[Text provided Boundary: Start]

Well, R programmers will know that negative indexes are allowed, and extract all items except those identified by the negative subscript. So daily_inc[-1,v] will create a long vector (1819 numbers) without error. It seems like an error should arise later, however, when this results in an attempt to store 1819 numbers into RDaily[u], which has space for only one.
But crucially, before a negative index gets used, there’s an attempt to access daily_inc[0,v]. R programmers may also know that using a zero index is not an error in R, even though R vectors are indexed starting at 1 — zero indexes are just ignored. (I’ve previously written about why this is a bad idea.) When the subscript is a single zero index, ignoring it results in extraction of a zero-length vector.
Now, zero-length vectors also seem like the sort of thing that would lead to some sort of error later on. But R is happy (for good reason) to multiply a zero-length vector by a scalar, with the result being another zero-length vector. The same is true for addition, so when t-a is 0, the effect is that suma in the innermost loop is set to a zero-length vector. (This is not the same as 0, which is what it was initialized to!)
Only after suma has been set to a zero-length vector does it get multiplied by a vector of length 1891, from accessing daily_inc[-1,v]. R is also happy to multiply a zero-length vector by a vector of length greater than one (though this is rather dubious), with the result being a zero-length vector. So suma stays a zero-length vector for the rest of the inner loop, as daily_inc is accessed with indexes of -1, -2, …, -18. After this loop completes, suma is used to compute a term to add to sumt, with R’s treatment of arithmetic on zero-length vectors resulting in sumt being set to a zero-length vector, and remaining a zero-length vector even when t becomes large enough that accesses with indexes less than one are no longer done.
But it still seems we should get an error! After the loop over t that computes an estimate for R at time u, this estimate is stored with the assignment RDaily[u]=sumt. Since sumt is a zero-length vector, we’d expect an error — we get one with code like x=c(10,20);x[2]=numeric() for example (note that numeric()) creates a zero-length numeric vector). Now, the code is actually extending RDaily, rather than replacing an existing element, but that doesn’t explain the lack of an error, since code like x=c(10,20);x[3]=numeric() also gives an error.

[Text provided Boundary: End]

Exercise aim
Repeat word for word the portion of the text on R's zero and negative indexes that starts at the words "But it still" and stops after the words "gives an error.".

[Extracted entries Boundary: Start]

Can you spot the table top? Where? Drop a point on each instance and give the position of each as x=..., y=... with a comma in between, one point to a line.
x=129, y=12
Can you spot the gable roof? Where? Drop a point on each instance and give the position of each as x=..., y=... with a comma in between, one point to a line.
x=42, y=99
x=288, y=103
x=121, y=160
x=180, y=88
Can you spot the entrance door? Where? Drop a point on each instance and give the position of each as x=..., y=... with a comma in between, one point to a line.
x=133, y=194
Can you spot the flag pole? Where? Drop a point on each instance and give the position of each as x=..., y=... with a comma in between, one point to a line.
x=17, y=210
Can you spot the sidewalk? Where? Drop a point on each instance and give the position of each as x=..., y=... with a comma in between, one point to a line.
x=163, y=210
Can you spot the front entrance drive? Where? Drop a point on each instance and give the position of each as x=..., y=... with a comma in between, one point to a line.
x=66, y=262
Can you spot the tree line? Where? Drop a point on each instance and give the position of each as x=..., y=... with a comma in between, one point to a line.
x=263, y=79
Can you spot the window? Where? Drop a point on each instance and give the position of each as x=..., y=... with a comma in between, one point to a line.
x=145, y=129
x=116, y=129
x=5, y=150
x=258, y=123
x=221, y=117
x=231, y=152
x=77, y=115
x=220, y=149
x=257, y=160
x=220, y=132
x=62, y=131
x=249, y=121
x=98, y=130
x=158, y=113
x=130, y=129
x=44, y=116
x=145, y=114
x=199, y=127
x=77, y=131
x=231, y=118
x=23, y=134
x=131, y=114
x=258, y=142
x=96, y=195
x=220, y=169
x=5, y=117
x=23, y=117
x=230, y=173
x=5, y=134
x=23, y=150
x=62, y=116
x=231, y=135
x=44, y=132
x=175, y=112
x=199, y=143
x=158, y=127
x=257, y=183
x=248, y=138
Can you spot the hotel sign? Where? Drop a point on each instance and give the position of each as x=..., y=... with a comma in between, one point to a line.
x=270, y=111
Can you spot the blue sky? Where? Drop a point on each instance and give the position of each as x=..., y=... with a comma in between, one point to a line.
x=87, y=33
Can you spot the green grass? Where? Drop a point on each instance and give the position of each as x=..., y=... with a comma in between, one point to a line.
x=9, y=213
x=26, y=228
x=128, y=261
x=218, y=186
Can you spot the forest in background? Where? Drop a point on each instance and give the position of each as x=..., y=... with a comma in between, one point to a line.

[Extracted entries Boundary: End]

Output below
But it still seems we should get an error! After the loop over t that computes an estimate for R at time u, this estimate is stored with the assignment RDaily[u]=sumt. Since sumt is a zero-length vector, we’d expect an error — we get one with code like x=c(10,20);x[2]=numeric() for example (note that numeric()) creates a zero-length numeric vector). Now, the code is actually extending RDaily, rather than replacing an existing element, but that doesn’t explain the lack of an error, since code like x=c(10,20);x[3]=numeric() also gives an error.